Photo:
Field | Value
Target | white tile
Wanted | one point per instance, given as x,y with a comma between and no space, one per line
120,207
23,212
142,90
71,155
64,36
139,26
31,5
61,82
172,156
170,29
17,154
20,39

========================

**Problem requirements**
Rename "white tile" to "gray tile" throughout the records, and please give them back with nothing else changed.

**Completed task**
Photo:
Field | Value
Target | gray tile
Wanted | one point per instance, given as x,y with a comma between and no space, one per line
120,207
23,212
142,90
71,155
64,36
139,26
31,5
61,82
172,156
170,29
17,154
20,39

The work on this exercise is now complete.